>>>

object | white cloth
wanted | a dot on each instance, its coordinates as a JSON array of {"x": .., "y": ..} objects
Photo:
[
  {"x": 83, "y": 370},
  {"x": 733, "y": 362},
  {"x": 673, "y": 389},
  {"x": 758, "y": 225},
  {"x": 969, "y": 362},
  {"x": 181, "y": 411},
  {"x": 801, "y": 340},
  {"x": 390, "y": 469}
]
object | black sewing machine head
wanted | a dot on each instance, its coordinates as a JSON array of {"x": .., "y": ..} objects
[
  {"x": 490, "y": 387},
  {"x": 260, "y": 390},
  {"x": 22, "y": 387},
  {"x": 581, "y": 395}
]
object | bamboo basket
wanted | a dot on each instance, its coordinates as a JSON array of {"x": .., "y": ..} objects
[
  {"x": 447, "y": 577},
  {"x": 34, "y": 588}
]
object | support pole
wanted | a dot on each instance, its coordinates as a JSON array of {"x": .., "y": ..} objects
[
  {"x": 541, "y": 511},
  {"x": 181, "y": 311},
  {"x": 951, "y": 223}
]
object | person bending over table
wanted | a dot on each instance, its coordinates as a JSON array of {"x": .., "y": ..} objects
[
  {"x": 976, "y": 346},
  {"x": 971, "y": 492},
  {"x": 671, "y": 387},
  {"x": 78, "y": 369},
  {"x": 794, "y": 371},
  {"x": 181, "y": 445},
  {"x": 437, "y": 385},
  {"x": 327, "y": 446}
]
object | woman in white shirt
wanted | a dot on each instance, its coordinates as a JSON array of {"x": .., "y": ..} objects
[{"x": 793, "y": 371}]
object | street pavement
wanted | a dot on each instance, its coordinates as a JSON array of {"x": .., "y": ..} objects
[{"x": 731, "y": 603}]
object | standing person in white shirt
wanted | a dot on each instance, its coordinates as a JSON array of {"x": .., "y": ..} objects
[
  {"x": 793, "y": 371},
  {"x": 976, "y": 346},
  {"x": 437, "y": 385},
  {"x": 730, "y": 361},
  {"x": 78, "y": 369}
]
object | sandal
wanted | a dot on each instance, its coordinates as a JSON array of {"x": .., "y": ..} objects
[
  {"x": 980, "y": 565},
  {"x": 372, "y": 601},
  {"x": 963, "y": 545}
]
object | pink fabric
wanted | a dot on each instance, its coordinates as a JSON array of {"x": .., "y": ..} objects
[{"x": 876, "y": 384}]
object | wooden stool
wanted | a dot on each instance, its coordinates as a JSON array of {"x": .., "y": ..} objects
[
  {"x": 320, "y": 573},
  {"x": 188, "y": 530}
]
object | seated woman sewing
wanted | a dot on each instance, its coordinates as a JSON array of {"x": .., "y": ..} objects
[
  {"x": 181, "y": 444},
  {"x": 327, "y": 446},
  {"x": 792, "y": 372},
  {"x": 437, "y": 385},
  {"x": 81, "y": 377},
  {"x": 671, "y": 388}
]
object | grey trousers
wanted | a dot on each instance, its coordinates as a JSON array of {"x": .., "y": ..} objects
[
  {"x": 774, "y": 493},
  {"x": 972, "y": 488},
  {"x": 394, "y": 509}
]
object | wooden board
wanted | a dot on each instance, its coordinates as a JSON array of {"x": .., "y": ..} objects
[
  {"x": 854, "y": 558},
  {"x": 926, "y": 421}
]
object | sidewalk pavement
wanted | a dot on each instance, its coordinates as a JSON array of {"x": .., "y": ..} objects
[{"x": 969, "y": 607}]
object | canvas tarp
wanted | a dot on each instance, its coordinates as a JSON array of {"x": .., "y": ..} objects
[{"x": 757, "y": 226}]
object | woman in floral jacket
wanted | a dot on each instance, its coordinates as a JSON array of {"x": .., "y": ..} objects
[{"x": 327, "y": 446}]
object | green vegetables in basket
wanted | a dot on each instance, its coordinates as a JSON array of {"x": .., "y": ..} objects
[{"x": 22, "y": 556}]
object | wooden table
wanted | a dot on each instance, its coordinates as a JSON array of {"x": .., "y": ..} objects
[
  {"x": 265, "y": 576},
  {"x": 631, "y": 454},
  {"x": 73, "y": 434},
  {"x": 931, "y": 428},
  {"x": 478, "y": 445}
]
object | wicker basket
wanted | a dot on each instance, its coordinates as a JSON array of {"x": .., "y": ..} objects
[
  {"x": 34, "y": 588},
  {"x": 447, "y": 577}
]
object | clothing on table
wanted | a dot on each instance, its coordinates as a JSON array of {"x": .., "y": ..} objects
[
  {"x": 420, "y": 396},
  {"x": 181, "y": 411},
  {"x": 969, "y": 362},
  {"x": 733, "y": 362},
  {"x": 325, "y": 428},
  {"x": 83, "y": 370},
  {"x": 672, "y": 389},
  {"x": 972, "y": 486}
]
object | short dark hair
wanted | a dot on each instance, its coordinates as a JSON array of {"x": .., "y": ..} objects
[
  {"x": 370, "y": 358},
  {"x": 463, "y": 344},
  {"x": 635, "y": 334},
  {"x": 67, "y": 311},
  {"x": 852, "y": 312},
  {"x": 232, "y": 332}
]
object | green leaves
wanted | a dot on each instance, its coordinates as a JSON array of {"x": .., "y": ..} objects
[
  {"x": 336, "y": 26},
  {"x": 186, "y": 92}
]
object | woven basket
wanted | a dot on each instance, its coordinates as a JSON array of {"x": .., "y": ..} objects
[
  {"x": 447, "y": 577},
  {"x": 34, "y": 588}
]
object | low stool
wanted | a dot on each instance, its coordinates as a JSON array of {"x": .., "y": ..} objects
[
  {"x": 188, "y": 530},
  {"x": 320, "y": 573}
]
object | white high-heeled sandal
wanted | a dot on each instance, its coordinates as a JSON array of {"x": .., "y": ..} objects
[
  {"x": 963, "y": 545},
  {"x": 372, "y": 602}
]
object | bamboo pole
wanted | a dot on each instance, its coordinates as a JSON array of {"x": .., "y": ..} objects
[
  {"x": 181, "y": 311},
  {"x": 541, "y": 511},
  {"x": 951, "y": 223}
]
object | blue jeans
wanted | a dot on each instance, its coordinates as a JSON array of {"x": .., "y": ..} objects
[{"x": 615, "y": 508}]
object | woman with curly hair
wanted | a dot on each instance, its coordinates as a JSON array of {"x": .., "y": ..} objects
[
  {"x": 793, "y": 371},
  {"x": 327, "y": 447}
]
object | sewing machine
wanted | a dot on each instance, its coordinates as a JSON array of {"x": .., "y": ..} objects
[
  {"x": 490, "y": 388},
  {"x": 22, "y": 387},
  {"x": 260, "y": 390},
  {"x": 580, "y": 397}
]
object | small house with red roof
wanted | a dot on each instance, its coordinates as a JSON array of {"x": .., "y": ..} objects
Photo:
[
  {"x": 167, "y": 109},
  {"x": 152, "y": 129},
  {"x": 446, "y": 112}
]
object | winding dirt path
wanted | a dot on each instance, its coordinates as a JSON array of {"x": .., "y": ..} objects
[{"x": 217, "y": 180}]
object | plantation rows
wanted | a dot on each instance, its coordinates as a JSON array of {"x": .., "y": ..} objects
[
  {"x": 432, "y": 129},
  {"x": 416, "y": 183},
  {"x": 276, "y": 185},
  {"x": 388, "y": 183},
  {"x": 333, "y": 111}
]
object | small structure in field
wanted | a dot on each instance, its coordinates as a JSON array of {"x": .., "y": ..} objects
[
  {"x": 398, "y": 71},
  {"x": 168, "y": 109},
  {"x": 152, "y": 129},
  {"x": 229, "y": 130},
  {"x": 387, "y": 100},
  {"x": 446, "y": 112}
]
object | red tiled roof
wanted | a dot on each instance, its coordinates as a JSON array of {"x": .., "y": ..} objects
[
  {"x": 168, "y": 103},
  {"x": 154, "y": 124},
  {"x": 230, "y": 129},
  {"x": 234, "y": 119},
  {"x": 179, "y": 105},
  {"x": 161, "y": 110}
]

<<<

**Task description**
Recast the records as a JSON list of strings, one string per line, starting at the line that contains "object | plantation rows" and continuing through the last line of the records. Leave out any blank lines.

**The result**
[
  "object | plantation rows",
  "wanted | a dot on each instance, its coordinates as a JSON array of {\"x\": .., \"y\": ..} objects",
  "[",
  "  {\"x\": 432, \"y\": 129},",
  "  {\"x\": 416, \"y\": 183},",
  "  {\"x\": 276, \"y\": 185},",
  "  {\"x\": 388, \"y\": 183},",
  "  {\"x\": 333, \"y\": 111}",
  "]",
  "object | small structure in field",
  "wanted | a dot on each instance, its coordinates as a JSON array of {\"x\": .., \"y\": ..} objects",
  "[",
  "  {\"x\": 398, \"y\": 71},",
  "  {\"x\": 168, \"y\": 109},",
  "  {\"x\": 152, \"y\": 129},",
  "  {\"x\": 229, \"y\": 130},",
  "  {\"x\": 387, \"y\": 100},",
  "  {\"x\": 446, \"y\": 112}",
  "]",
  "object | red tiled roof",
  "wanted | a dot on each instance, its coordinates as a JSON array of {\"x\": .., \"y\": ..} objects",
  "[",
  "  {\"x\": 168, \"y\": 103},",
  "  {\"x\": 154, \"y\": 124},",
  "  {\"x\": 230, \"y\": 129},",
  "  {\"x\": 234, \"y\": 119},",
  "  {\"x\": 179, \"y\": 105},",
  "  {\"x\": 161, \"y\": 110}",
  "]"
]